Please set out everything from the entry containing "Which element in this screenshot corresponds to the green" down to the last entry as a two-column CSV with the headers entry_text and answer. Give one row per entry, put each field in quotation marks, and replace line breaks with spaces.
==============================
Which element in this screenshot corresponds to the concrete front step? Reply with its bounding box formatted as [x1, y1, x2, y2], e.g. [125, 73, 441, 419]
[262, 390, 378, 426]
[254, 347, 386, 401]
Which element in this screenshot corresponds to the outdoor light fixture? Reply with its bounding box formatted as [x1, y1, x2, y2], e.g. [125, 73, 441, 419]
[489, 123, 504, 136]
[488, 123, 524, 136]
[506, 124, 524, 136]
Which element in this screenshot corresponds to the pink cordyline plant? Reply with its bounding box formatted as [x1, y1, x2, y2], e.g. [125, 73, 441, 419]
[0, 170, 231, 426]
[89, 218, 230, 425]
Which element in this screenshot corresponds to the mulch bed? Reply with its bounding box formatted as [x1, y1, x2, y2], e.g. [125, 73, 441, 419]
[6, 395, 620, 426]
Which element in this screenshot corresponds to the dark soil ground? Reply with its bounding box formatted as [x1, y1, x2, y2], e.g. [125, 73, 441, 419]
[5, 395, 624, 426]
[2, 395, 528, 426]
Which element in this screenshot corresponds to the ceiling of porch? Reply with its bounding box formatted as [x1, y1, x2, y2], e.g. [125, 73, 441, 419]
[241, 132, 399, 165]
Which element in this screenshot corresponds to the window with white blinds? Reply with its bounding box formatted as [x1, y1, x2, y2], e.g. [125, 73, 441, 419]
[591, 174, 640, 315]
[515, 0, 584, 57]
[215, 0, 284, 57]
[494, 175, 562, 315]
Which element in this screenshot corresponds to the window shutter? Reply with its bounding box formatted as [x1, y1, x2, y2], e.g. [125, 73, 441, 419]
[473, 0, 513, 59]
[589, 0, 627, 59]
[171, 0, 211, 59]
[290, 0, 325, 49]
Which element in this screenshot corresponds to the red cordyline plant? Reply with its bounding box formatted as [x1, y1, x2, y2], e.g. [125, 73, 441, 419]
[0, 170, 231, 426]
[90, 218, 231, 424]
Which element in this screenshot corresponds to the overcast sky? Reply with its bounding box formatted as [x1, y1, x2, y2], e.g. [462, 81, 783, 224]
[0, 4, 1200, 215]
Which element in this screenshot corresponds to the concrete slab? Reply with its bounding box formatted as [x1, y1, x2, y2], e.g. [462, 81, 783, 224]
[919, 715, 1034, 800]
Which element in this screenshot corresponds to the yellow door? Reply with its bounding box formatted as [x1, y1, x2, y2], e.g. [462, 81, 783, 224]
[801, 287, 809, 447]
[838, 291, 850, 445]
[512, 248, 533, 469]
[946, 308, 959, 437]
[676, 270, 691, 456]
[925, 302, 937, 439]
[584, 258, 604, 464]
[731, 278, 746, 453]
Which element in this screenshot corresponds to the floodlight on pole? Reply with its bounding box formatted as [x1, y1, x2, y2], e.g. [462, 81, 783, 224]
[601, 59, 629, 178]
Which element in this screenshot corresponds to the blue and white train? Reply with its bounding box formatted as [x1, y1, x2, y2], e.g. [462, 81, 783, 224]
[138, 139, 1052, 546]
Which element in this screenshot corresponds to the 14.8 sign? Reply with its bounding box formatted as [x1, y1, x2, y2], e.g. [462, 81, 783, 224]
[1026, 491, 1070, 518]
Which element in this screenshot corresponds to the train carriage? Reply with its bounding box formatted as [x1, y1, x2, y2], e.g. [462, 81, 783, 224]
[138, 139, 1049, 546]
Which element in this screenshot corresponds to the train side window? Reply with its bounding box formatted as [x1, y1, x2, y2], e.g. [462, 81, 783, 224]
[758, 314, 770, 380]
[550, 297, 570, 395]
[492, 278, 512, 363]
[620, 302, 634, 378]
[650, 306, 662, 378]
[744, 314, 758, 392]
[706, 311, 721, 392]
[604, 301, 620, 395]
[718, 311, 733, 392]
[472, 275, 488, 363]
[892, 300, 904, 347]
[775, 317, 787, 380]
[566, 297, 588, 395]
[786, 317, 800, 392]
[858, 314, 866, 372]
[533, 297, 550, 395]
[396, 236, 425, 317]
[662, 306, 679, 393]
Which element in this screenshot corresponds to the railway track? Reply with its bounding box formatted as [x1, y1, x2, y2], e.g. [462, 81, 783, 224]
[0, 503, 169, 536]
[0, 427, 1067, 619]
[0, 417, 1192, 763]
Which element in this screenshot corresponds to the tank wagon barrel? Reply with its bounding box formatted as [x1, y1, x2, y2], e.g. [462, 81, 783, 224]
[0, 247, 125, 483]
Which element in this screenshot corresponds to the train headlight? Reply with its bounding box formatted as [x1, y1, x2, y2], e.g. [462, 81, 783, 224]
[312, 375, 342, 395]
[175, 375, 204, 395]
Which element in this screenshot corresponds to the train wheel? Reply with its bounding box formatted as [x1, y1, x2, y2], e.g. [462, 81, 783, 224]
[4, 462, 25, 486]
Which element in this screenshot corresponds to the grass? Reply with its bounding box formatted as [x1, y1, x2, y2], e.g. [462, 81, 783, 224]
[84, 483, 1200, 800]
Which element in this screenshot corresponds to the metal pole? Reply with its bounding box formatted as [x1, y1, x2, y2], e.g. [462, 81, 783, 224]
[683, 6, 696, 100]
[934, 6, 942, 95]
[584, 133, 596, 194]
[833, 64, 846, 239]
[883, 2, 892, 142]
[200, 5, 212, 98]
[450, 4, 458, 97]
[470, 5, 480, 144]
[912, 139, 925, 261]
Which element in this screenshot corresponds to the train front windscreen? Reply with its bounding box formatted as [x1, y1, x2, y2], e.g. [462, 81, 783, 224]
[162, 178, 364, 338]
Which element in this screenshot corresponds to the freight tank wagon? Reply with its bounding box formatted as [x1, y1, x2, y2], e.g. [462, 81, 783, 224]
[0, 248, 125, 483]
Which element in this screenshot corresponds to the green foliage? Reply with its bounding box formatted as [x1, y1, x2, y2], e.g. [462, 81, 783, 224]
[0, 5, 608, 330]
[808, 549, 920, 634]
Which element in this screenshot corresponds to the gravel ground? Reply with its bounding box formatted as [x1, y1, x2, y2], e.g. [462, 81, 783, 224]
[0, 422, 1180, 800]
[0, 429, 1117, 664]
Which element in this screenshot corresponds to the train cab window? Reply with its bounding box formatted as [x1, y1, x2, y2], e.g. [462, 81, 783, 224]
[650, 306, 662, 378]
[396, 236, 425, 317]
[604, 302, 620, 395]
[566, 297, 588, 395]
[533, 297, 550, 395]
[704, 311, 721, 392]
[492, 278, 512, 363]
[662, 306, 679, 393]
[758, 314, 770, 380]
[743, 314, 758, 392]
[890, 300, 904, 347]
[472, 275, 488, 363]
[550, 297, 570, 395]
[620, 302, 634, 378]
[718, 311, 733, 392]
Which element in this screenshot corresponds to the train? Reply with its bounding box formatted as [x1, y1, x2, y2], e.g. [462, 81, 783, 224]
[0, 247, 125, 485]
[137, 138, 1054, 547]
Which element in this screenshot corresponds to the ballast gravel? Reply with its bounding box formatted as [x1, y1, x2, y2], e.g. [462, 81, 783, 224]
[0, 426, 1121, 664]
==============================
> Answer to this task:
entry_text,answer
"Which element in this screenshot corresponds to the green foliage? Reply with its bounding box formatted as [x1, y1, x2, y2], e.g. [462, 81, 783, 224]","[0, 5, 608, 330] [808, 549, 920, 634]"
"Which element in this screenshot corresponds to the gravel ground? Reply with its bounding box formatted as [x1, y1, x2, y2], e.g. [462, 81, 783, 224]","[0, 422, 1180, 800] [0, 429, 1117, 664]"
"Which element in this screenshot corresponds to the train cab window? Reply with its bounding box formatted as [x1, y1, x2, y2], e.g. [462, 81, 783, 224]","[650, 306, 662, 378] [396, 236, 425, 317] [604, 302, 620, 395] [566, 297, 588, 395] [533, 297, 550, 395] [704, 311, 721, 392] [492, 278, 512, 363] [662, 306, 679, 393] [758, 314, 770, 380] [743, 314, 758, 392] [890, 300, 904, 347] [472, 275, 488, 363] [550, 297, 570, 395] [620, 302, 634, 378] [718, 311, 733, 392]"
"Which element in this screenshot corresponds to the train? Reply with its bounding box formatted as [x1, y1, x2, y2], e.g. [462, 81, 783, 224]","[0, 247, 125, 485] [137, 138, 1054, 547]"
"Which element in this screenshot corresponds to the ballast gravel? Reply with its bounding box formatted as [x1, y1, x2, y2], e.g. [462, 81, 783, 224]","[0, 426, 1121, 664]"